*** PROVIDED TEXT

It just so happens that I left off at a place very few people want to be stranded in – The Fog.  Or, if you are a psychogeographer, the liminal period.  Late 1974 was confusing and contentious - the Glam Slam era was virtually over, and disco had yet to really catch on.  Naturally it was a time (as ever) when record companies wanted hits, they wanted something catchy and oh well who cared what the lyrics were about as long it had a decent chorus and some good hooks.  The sexual revolution?  Who upstairs approved of that though?

Leave it to the Canadians, as always, to inadvertently push things forward.  Bachman-Turner Overdrive, the prairie kings of HRS, were working on Not Fragile and someone from the company came along to see if there were any obvious singles from the album.  Nope.  Well what else do you have, guys?  They had a song they only used to play to warm up which no one saw as being anything great or even okay – it was just a crappy song to them.  The company man knew it would be a hit though, so “You Ain’t Seen Nothin’ Yet” was duly recorded, deliberate stuttering put in by Randy as a tribute to his brother.  And so it was a hit, this song about a naive young man who has fallen in love with a more experienced woman, and hooee is he having fun.  The stuttering works as a way of showing his shock, his pleasure – and the simplicity of the cowbell-rockin’ song does too.  That it’s a song about a sexually assertive woman and a man most happy and even greedy (“I took what I could get” he says, after “any love is good love” which actually gives the song a risqué element beyond mere greed) is very quietly revolutionary.   He is not resentful or bitter or neurotic about being the one who has things to learn – quite the opposite.  This isn’t “Summer The First Time” – the implication, as much as BTO can be bothered, is that they are equals, save for this one thing. Listen to the bass and you will see how sexy and knowing the song is, without being tiresome.
 
Andy Kim’s “Rock Me Gently” is a similar song, though it was very much intended to be a single, one that Kim had to finance and release on his own label as no one else was interested in it.  It was a gamble so desperate that on the b-side there was no time for another song, just the instrumental part of the a-side.  That both were hits (the b-side got airplay on US R&B stations) shows how gambles can indeed pay off sometimes.

******
*** RECORDS

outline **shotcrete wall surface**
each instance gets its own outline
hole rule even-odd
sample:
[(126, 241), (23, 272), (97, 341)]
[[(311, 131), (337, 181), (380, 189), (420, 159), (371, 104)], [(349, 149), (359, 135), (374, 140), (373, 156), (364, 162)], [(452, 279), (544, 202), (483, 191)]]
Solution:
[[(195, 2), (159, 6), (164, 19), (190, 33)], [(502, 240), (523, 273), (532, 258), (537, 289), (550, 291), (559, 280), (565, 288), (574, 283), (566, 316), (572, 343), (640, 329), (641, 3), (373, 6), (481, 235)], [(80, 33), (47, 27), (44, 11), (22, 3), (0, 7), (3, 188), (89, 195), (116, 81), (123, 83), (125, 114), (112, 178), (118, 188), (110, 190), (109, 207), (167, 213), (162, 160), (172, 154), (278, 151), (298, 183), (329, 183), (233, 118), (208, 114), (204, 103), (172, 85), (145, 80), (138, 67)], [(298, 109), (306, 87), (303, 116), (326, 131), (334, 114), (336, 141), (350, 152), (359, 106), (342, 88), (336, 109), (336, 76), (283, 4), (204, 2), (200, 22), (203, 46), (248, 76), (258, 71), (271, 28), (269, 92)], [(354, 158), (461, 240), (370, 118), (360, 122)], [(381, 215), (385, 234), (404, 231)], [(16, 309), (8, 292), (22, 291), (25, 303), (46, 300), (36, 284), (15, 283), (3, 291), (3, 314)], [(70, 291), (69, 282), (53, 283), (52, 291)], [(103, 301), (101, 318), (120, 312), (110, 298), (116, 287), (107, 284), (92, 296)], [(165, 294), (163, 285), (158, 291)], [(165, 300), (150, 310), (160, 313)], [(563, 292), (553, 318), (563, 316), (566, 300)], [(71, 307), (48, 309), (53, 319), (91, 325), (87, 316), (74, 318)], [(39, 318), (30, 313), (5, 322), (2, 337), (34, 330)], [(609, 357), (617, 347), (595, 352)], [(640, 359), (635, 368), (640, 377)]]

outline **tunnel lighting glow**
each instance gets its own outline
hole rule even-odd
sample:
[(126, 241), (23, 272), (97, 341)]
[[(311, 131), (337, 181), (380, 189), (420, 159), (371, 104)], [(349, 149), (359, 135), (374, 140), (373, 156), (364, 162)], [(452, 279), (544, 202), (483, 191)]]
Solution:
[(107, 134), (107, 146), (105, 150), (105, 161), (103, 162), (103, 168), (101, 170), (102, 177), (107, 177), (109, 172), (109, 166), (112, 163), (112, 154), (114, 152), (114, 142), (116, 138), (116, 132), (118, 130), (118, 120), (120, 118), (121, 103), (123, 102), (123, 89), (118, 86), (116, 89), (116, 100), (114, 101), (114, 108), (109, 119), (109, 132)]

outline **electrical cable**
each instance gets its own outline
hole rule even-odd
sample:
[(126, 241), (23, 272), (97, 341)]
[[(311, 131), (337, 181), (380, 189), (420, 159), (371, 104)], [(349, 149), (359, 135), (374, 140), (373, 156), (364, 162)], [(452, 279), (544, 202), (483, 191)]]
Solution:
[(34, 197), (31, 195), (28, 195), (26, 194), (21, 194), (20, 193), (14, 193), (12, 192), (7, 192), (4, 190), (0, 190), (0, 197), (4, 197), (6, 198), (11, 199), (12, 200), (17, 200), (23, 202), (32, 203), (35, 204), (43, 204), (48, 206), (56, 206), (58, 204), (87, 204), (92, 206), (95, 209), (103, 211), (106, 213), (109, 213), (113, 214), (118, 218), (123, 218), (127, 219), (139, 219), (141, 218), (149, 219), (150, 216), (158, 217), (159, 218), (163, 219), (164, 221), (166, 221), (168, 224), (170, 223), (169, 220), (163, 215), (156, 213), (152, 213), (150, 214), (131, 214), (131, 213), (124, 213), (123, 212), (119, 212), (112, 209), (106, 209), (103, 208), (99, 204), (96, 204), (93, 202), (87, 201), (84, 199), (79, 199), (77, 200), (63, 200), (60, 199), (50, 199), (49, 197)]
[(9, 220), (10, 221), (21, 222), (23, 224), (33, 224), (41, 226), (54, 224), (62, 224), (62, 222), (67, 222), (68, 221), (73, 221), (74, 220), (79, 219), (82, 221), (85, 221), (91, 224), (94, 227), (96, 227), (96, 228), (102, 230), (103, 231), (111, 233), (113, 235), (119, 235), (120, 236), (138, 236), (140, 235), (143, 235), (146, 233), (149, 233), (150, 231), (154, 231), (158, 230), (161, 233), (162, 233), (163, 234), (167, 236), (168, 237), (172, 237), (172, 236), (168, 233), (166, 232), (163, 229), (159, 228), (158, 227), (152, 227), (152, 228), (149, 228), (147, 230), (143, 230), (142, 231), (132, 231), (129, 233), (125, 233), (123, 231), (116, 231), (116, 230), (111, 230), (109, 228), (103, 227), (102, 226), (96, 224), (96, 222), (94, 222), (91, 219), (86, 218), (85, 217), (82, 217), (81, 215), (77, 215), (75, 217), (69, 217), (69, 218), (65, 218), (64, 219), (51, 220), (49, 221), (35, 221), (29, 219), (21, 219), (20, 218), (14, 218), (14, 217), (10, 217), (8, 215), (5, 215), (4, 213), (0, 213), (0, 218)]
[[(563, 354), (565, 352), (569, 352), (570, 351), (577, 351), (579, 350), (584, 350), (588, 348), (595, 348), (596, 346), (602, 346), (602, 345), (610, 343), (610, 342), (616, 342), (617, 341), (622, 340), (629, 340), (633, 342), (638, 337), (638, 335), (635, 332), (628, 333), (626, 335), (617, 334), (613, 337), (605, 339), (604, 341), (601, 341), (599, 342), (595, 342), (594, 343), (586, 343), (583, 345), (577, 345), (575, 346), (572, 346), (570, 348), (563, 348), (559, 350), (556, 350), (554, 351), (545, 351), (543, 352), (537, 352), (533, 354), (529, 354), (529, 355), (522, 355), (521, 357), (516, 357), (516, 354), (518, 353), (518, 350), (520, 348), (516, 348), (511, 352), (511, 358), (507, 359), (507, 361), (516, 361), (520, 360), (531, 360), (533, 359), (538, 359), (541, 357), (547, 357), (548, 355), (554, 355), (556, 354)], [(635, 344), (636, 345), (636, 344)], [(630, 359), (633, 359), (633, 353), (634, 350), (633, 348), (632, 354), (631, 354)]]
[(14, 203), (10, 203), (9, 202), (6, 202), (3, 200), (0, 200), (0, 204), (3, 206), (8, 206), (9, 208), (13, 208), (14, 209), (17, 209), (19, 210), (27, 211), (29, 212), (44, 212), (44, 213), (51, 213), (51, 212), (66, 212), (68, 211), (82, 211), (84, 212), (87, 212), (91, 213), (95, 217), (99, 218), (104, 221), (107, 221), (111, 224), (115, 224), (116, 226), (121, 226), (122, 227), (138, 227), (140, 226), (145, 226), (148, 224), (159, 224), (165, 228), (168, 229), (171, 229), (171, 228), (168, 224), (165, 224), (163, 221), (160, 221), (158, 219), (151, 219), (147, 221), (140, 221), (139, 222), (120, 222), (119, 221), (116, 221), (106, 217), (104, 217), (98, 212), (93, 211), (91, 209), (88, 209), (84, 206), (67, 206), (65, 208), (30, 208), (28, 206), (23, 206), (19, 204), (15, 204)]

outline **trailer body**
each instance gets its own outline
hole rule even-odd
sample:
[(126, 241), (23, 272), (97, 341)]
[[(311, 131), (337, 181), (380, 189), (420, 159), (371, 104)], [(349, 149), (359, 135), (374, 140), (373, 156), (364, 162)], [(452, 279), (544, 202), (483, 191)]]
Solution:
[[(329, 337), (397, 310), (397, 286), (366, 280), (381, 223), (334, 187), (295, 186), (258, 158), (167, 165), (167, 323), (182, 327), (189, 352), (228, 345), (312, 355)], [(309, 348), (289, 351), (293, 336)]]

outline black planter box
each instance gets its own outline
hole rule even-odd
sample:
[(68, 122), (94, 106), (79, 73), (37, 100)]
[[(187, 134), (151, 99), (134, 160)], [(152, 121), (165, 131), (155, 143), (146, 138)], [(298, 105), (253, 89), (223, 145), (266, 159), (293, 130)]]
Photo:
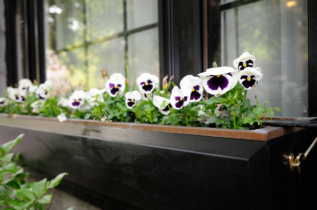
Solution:
[[(309, 207), (316, 149), (291, 172), (314, 128), (255, 131), (68, 120), (0, 114), (1, 143), (26, 134), (13, 152), (31, 171), (126, 208), (264, 209)], [(310, 200), (311, 199), (311, 200)]]

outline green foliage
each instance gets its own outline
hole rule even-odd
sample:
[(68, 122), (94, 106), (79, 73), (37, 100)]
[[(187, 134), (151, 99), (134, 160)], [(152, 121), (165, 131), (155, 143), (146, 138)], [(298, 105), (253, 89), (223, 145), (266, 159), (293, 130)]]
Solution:
[[(50, 188), (56, 187), (64, 176), (63, 173), (58, 175), (50, 182), (46, 178), (38, 182), (28, 184), (25, 179), (28, 173), (17, 164), (19, 154), (11, 162), (13, 153), (9, 153), (20, 142), (24, 134), (15, 139), (0, 145), (0, 206), (5, 210), (45, 209), (45, 204), (51, 202), (53, 195), (46, 194)], [(4, 176), (10, 177), (4, 179)], [(68, 209), (73, 209), (74, 207)]]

******

• ASSIGNED TASK: Continue the essay on late-1974 hit songs from the point where it stops.

• OUTPUT FOR THIS EXERCISE:
Kim – and I’ve had a lot of time to consider this – sounds a lot more experienced than the prairie-boy narrator from BTO.  He wears linen and good cologne; he knows about art and music and yet is not a boring hipster.  He is a together dude and thus when he comes across a woman he loves and she wants...something he’s a bit unfamiliar with, he can be generous and gracious.  He knows about liberated women, the sexual revolution, and he’s perfectly fine with it, as long as it’s a gentle one.  Polite.  Thoughtful.  Sends flowers.  That kind of revolution!  Which was happening now that the 70s was busy putting the 60s ideology into actual practice. The lyric “Don’t you know that I have never been loved like this before” is sung in a way that it could be just that, or you could hear a little smile in it, implying....whatever you think it means. 
Both of these songs went to #2 here in the UK, and #1 in the US; there is a sweetness and humility and generosity in these songs that are sexy, a counterpoint in the UK at least to the usual idea of this era being something scary and most certainly macho.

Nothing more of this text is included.